_SUPPLIED RECORDS_.
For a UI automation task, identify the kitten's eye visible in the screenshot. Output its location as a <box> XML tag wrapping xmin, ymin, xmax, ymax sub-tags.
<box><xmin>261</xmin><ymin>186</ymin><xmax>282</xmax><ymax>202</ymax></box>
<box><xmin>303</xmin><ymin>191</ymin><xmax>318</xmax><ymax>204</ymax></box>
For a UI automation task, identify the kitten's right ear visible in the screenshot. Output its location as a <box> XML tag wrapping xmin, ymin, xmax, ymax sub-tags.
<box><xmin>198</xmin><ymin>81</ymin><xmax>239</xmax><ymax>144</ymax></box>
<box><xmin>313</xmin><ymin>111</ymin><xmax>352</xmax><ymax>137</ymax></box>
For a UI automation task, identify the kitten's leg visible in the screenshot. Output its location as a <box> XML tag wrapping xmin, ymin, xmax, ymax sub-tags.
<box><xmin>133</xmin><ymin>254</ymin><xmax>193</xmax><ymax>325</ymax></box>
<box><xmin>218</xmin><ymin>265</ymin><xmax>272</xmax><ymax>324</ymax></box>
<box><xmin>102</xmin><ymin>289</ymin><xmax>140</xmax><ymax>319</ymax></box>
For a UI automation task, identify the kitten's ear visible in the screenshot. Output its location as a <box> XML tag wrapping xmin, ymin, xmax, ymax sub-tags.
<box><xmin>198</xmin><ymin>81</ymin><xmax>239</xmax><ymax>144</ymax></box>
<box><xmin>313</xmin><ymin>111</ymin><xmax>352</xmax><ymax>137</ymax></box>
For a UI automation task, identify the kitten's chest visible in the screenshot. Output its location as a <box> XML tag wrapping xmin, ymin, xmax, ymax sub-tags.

_WHAT NEEDS TO BE DONE_.
Rewrite the lines above, changing every "kitten's" to "cat's" and leaving everything else as it is.

_COMPLETED TASK_.
For a UI automation task, identify the cat's eye visible in the screenshot. Output its location as a <box> XML tag wrapping xmin, ymin, xmax, ymax sub-tags.
<box><xmin>261</xmin><ymin>186</ymin><xmax>282</xmax><ymax>202</ymax></box>
<box><xmin>303</xmin><ymin>191</ymin><xmax>318</xmax><ymax>204</ymax></box>
For a UI automation task, identify the cat's right ear visible in the screenshot. Output its location as a <box> XML tag wrapping xmin, ymin, xmax, ymax sub-tags.
<box><xmin>198</xmin><ymin>81</ymin><xmax>239</xmax><ymax>144</ymax></box>
<box><xmin>313</xmin><ymin>111</ymin><xmax>352</xmax><ymax>137</ymax></box>
For a UI automation task, identify the cat's leg visible in the screenshot. Output its location as a <box> XML tag wrapping xmin, ymin, xmax, ymax sub-tags.
<box><xmin>133</xmin><ymin>254</ymin><xmax>193</xmax><ymax>325</ymax></box>
<box><xmin>218</xmin><ymin>265</ymin><xmax>272</xmax><ymax>324</ymax></box>
<box><xmin>102</xmin><ymin>289</ymin><xmax>140</xmax><ymax>319</ymax></box>
For a UI automation task, identify the cat's ear visible in the screenshot. Output its location as a <box> XML tag wrapping xmin, ymin, xmax, ymax sub-tags.
<box><xmin>198</xmin><ymin>81</ymin><xmax>239</xmax><ymax>144</ymax></box>
<box><xmin>313</xmin><ymin>111</ymin><xmax>352</xmax><ymax>137</ymax></box>
For a UI automation task, identify the cat's chest visible in the screenshot. Output its location as a <box> XML tag wrapping xmin, ymin, xmax, ymax sub-tags.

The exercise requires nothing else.